→ **Soal 1**: Menurut kutipan tentang Nabi Khidir, apa arti sebutan Khidir?
→ **Soal 2**: Tentukan apakah setiap pernyataan berikut sesuai dengan kutipan tentang Nabi Khidir: (a) Khidir adalah nama sebenarnya dari sosok tersebut. (b) M. Quraish Shihab menyebut hijau sebagai simbol keberkahan. (c) Ayat yang dikutip di awal kutipan berasal dari Surat Yasin.

→ **Kutipan terpilih**:
------------------------------------------------------------------------

Mengenal Nabi Khidir AS (1)

in Studi Islam

Last updated on February 25th, 2019 06:19 am

“Lalu keduanya berjumpa dengan seorang hamba di antara hamba-hamba Kami, yang telah Kami berikan kepadanya rahmat dari sisi Kami, dan yang telah Kami ajarkan kepadanya ilmu dari sisi Kami.” (QS. al-Kahfi: 65)

—Ο—

 

Namanya sangat masyhur, meski sosoknya demikian misterius. Bahkan namanya-pun bukan nama sebenarnya. Orang-orang hanya mengenalnya dengan sebutan Khidir, yang artinya hijau. M. Quraish Shihab mengatakan bahwa hijau adalah simbol keberkahan.[1]

Di dalam Al Quran, ada beberapa sosok agung dalam sejarah yang tidak disebutkan namanya. Tapi lakon hidup yang mereka mainkan demikian penting, hingga Allah SWT mengabadikan kisah-kisah mereka dalam Al Quran. Seperti dalam Surat Yasin ayat 20, Allah SWT berfirman: “Dan datanglah dari ujung kota, seorang laki-laki dengan bergegas dia berkata, ‘Wahai kaumku! Ikutilah utusan-utusan itu’.”

------------------------------------------------------------------------

→ **Entri hasil ekstraksi**:
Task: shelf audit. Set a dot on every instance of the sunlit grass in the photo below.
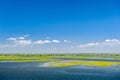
(84, 63)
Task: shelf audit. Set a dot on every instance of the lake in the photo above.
(35, 71)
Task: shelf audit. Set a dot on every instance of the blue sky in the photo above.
(59, 26)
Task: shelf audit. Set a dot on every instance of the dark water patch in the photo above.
(87, 59)
(32, 71)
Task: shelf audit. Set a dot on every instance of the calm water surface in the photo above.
(34, 71)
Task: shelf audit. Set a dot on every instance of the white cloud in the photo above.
(21, 38)
(67, 41)
(42, 42)
(23, 42)
(12, 39)
(56, 41)
(107, 42)
(26, 35)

------------------------------------------------------------------------

→ **Jawaban benar 1**: Khidir artinya hijau.

→ **Jawaban benar 2**:
(a) Tidak: "Bahkan namanya-pun bukan nama sebenarnya."
(b) Ya: "M. Quraish Shihab mengatakan bahwa hijau adalah simbol keberkahan."
(c) Tidak: "(QS. al-Kahfi: 65)"